**Record set:**
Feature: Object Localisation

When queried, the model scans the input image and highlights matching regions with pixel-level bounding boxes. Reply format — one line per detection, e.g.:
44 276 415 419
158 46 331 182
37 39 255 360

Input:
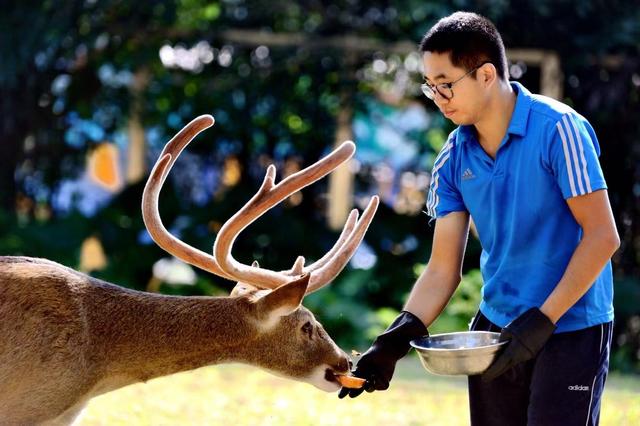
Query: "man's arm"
540 189 620 323
405 210 470 326
338 211 469 398
483 189 619 381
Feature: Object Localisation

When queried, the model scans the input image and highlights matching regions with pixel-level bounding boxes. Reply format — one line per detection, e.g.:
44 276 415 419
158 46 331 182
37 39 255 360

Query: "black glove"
482 307 556 382
338 311 427 399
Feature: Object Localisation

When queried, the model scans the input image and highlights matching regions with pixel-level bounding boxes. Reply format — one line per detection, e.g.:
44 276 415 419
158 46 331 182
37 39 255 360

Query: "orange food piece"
335 375 366 389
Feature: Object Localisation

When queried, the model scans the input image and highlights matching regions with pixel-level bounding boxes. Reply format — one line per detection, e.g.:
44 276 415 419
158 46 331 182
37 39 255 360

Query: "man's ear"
254 274 310 321
480 62 497 87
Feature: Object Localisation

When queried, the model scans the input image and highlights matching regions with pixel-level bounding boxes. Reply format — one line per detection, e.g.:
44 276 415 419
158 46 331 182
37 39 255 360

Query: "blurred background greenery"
1 0 639 377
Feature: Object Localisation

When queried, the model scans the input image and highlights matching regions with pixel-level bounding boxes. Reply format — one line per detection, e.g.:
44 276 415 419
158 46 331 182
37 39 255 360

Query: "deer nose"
334 357 350 373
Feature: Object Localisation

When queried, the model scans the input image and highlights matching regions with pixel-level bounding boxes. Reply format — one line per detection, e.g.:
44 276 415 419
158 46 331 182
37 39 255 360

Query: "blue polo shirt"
426 82 613 333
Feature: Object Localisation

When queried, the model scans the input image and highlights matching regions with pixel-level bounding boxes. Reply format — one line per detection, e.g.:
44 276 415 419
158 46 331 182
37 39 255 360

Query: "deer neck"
86 281 259 388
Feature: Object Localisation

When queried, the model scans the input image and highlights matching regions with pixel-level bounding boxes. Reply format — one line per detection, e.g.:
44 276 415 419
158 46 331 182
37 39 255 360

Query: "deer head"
141 115 379 391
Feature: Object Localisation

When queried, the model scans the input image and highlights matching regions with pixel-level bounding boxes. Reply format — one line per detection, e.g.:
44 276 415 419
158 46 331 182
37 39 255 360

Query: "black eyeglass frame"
421 62 491 101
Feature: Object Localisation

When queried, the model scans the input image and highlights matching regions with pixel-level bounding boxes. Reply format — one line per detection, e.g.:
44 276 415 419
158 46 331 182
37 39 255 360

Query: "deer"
0 115 379 426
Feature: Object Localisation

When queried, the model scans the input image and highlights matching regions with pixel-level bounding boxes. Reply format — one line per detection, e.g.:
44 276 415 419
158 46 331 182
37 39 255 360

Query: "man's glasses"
421 62 490 101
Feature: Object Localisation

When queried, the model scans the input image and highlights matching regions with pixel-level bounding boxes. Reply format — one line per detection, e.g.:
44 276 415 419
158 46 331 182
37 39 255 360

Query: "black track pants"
468 311 612 426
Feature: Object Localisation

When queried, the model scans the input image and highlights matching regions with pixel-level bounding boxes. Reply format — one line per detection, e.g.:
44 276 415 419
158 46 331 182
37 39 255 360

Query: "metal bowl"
410 331 507 376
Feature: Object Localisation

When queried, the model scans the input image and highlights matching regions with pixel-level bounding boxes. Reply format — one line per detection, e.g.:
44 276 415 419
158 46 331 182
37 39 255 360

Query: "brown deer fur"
0 257 350 425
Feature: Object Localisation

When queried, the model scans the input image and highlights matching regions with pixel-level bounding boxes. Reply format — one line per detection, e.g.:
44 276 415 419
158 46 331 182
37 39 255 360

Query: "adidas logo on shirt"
462 168 476 180
568 385 590 391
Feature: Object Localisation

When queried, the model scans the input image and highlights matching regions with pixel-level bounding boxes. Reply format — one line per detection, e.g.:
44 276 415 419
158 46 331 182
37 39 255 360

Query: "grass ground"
80 357 640 425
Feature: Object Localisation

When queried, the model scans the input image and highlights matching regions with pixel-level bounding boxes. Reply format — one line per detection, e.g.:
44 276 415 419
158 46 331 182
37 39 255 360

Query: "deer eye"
301 321 313 338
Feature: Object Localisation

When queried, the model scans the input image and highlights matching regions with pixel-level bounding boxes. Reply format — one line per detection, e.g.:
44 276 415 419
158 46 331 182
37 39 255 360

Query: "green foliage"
612 277 640 373
1 0 639 374
306 266 484 351
175 0 221 30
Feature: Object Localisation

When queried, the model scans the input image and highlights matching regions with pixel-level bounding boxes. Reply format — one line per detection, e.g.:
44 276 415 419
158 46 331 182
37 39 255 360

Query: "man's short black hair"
419 12 509 81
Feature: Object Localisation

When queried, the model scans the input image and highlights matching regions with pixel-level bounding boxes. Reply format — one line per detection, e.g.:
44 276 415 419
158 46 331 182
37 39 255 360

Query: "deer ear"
230 261 262 297
230 282 259 297
256 273 310 320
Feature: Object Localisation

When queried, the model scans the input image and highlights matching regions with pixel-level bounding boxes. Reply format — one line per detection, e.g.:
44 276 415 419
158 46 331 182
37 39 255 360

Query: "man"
339 11 619 426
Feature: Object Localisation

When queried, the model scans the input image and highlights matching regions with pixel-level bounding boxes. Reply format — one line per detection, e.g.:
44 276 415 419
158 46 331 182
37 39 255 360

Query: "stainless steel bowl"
410 331 507 376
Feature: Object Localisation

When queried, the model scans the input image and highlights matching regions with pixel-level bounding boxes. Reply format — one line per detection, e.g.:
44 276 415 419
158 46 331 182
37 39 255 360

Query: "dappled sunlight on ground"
80 357 639 425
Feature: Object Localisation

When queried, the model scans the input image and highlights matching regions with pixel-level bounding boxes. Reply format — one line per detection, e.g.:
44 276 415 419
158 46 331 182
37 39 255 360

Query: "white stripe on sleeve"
569 115 593 193
556 121 578 197
562 115 586 195
428 152 451 216
427 141 453 216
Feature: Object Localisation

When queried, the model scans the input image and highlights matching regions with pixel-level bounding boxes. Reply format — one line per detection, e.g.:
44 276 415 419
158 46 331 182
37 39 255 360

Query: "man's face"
422 51 485 125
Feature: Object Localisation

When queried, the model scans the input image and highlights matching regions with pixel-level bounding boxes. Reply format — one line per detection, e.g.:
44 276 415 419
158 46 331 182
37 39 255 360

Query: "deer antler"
142 114 379 292
275 200 379 293
142 115 235 280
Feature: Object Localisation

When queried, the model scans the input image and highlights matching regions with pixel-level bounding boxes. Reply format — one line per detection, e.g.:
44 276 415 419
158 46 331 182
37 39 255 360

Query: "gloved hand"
482 307 556 382
338 311 427 399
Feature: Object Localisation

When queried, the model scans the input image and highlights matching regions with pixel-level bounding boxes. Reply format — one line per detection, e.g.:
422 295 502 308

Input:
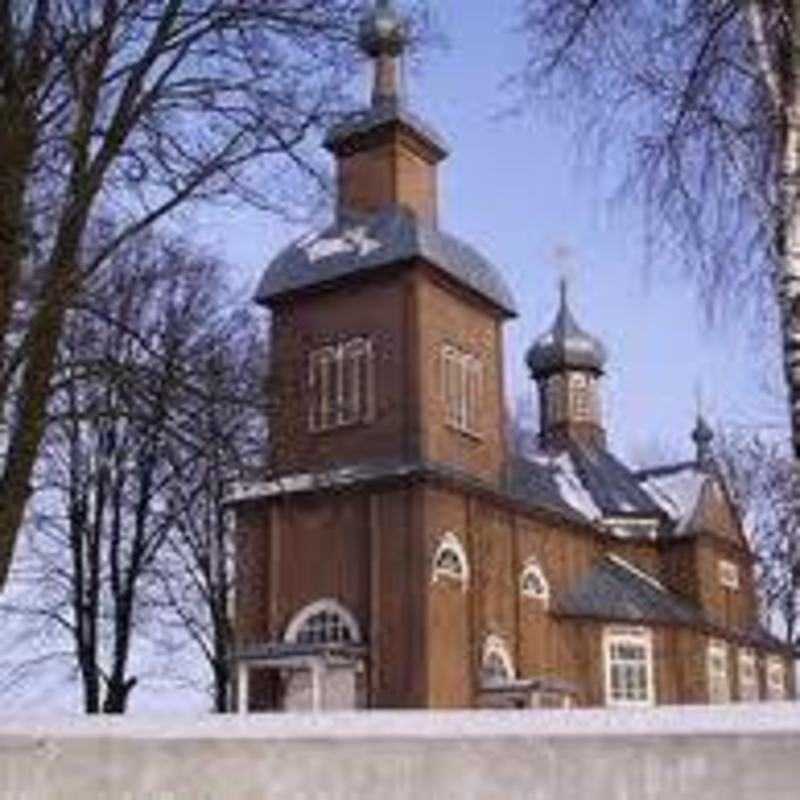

**How to complete this task:**
Print each record exactly as it stands, leaving the images out.

**Solution to the problem:**
Feature: Object Localisation

When queried, the model scans the input image and highlights matching regions with pixel-level bounding boxes. Reply format — one line per detection, e.g.:
44 276 415 419
158 46 331 182
37 39 255 360

Input:
Query: "man's arm"
540 189 620 323
405 210 470 326
338 211 469 398
483 189 619 381
Feature: Object Localisation

When queried, the model scans the input image and highlights matching regions with pixel-level bounding boxes. Reply format — one line per detection, e.g.:
44 276 415 419
158 46 331 182
37 39 255 360

Query: "black glove"
482 307 556 382
338 311 427 399
Feature: Object Localisation

When queried, the model scans the input image and highlights matching regions with pixel-level bounding boxes. Reply format — one line per detection, e.g.:
44 276 415 419
158 46 331 182
37 39 255 360

Query: "orange food piece"
335 375 366 389
Feature: Object Localisation

When queried, the model scans the input image and highlights matching regions with pixel-level bounding boxes. Reply format — one line per detection, e.g.:
44 276 415 419
158 46 331 182
37 39 255 360

Query: "man's ear"
254 274 310 321
480 62 497 87
Feature: Object Localisation

When queried, the model scans the input image and highlights matching regions with pixel-level bounding boxes. Reply format — one line per detection, e.g.:
44 276 415 419
158 46 331 182
37 39 255 360

Query: "blurred background greenery"
1 0 639 377
Feature: Object Localisation

When queried, the model scans the input image and highlights matching regions with pixel-level bounding boxes. Reply format — one line per detection, e.g.:
44 276 415 419
158 46 331 182
37 39 255 360

Query: "deer nose"
334 357 350 373
Feature: Object Localisation

When queried, the model scans the input image and highlights matching regions with pixel-level bounding boxes. Reply format — one line per detection, e.g.:
44 276 415 419
158 46 331 182
37 39 255 360

Query: "blue polo shirt"
426 82 613 333
Feature: Object Localisation

When queried, the model scans the input image and highlights matching regions with pixel-level bounding boxes. Reply format — one line per detection, e.g.:
44 276 415 419
158 46 331 182
37 39 255 360

Query: "deer neck"
86 281 259 388
Feature: Object Localisation

When queried, the model scans the input image and highlights matching regions with pixel-level bounding boxes. Reply format — one line per detection, e.g.:
44 276 415 419
158 46 331 182
37 39 255 360

Query: "deer head"
141 115 379 391
Feature: Object Localisation

When queried, the model scans the input image and highlights matching regions with pixel-level bounding boxes. Reply format — one line per detection, e.g.:
44 276 415 419
158 46 331 182
37 39 255 360

Query: "black eyeglass frame"
421 62 491 101
Feature: Object Localisation

When queried, the model scans the input image and highlights matching regions with pixel-level bounding boxes. Reply format — one line per detection, e.g.:
44 276 415 419
158 46 331 182
37 39 255 360

Query: "deer"
0 115 379 426
Feature: Object Localisation

When queried, the model scans the input image and highlights matching regions with pixel-level bounding boxes. Reply format — one line per detection, e.g.:
44 276 415 419
158 46 331 182
37 39 255 360

Query: "man's glasses"
421 62 490 101
Feature: Object Localisation

When queried, the model scans the input image and highlights matching regions with pixel-level bounding boxes. Reply format — one line per detection, e.g.:
44 276 415 419
158 46 331 182
37 39 255 360

Query: "black track pants"
468 311 612 426
Feature: Object Localisation

When queried, the model scans the input image and highlights matching regions with pixel-level bounding boxes. Reply format — one line per detection, e.g.:
44 276 415 419
158 46 331 182
37 39 255 360

Query: "metal bowl"
410 331 507 376
Feature: Object Localisation

When queried, the model scans the input image and highlights matching regions with pixel-level bounding boxes. Reply format — one line per detection, e.g.:
44 276 415 419
158 46 331 182
37 39 255 360

Query: "brown deer fur"
0 257 350 425
Feature: Object Localisation

When queried, the model scans the input image and highlights matching regions with pixel-level bounding boxes. Reply format — one line per detection, e.g.:
44 276 415 419
158 46 331 182
37 39 255 360

Query: "adidas logo on shirt"
462 168 476 180
568 385 590 391
Feature: Object Localisation

When queried, the model scans the input image and highlights matching regions with pixel-level bounding boxes. Reply format — one line per detection, e.g.:
44 276 415 419
158 46 331 182
37 39 255 360

Query: "grass ground"
80 357 640 425
Feature: Object Localisation

When queried, the model scans the input image and highlights matching regions with pixel-level bounding boxes. Reply format — one line per detection, e.g.:
44 276 415 419
158 46 331 182
37 39 255 360

Query: "deer eye"
301 321 313 338
Feature: Object Localisation

When queried, the model scans the input image and highlights matching regions with pixel-level bounding boxes. Reply format — one line per detection, e.g.:
44 276 415 419
158 46 331 182
37 39 255 360

Query: "green foliage"
612 277 640 373
1 0 639 374
306 266 484 351
175 0 221 30
Feature: Object Localisation

When queried, the model scans the input image and highlights matching regions with pixel-level bounding boxes. Reply format — one line per detection, e.g.:
44 276 415 419
158 46 331 182
37 39 255 360

Query: "man's short black hair"
419 12 509 81
Feature: Object Localisation

When queried, the model scans the input image and highlights matching regions with pixel-level bounding boxes. Reply format — one line per detection, e.g.:
44 276 415 419
158 46 331 182
37 39 255 360

Query: "deer ear"
230 261 262 297
230 282 259 297
256 273 310 320
Feature: Object Localisation

When queried, the model scans the input image and highlights matching regions with pixel-level bounding boxes. Reply format — one line per detection, e.g.:
44 276 415 419
158 46 331 182
37 39 255 360

Query: "man"
339 11 619 426
Feature: Object Localisation

When queried, the model scans the input image and highlights matching regions with pixel-level bounding boxes. Reply format — one line per detection, e.g.:
44 276 415 419
158 46 331 182
37 39 255 360

Query: "stainless steel bowl"
410 331 507 376
Feature: Object Localisation

When queried, the model scans the input image and highlights matching regions with pixel-level bounding boxes. Reply format — one line per detection, e.g.:
44 276 415 419
158 46 331 182
37 39 255 360

Query: "dappled sunlight on ground"
80 357 639 425
Feature: Object Localisation

When queried, the model scans the input image and highlights matching regions with pixel-level bounding boxes. Reply format — one line per detection, e.g.:
44 276 415 419
158 46 331 182
37 39 255 360

Query: "white stripe on sleeve"
569 115 593 193
556 121 578 197
562 115 586 195
428 152 451 216
427 141 453 216
Feature: Object Localisation

When queried, the model scans the input image and highlights matching regions with pixel-level bounding boxes. Reply format — one line per detection, e.g.:
44 276 415 419
158 46 331 182
37 39 255 360

Query: "man's face"
422 51 485 125
Feature: Object Localisation

When queried, the model scans the input image and highlights matching regions with pixel-level bounding boxes. Reply format — one line per detection, e.g.:
44 276 415 419
158 46 331 182
37 39 255 360

Query: "deer antler"
142 114 379 292
275 200 379 293
142 115 235 280
Feature: Object Localisation

When queried, the model scans the input image and highlights matching regions with pixel-level bounding boxes. Reply format — one line per detection, e.g.:
44 276 415 419
158 46 331 182
37 39 255 360

Query: "gloved hand"
482 307 556 382
338 311 427 399
Feature: Object Localisation

When queried, the model scans the input image and highlights matching regions with pixel-level bounding boxes. Reply format — one line per detection, e.g.:
422 295 502 308

Input:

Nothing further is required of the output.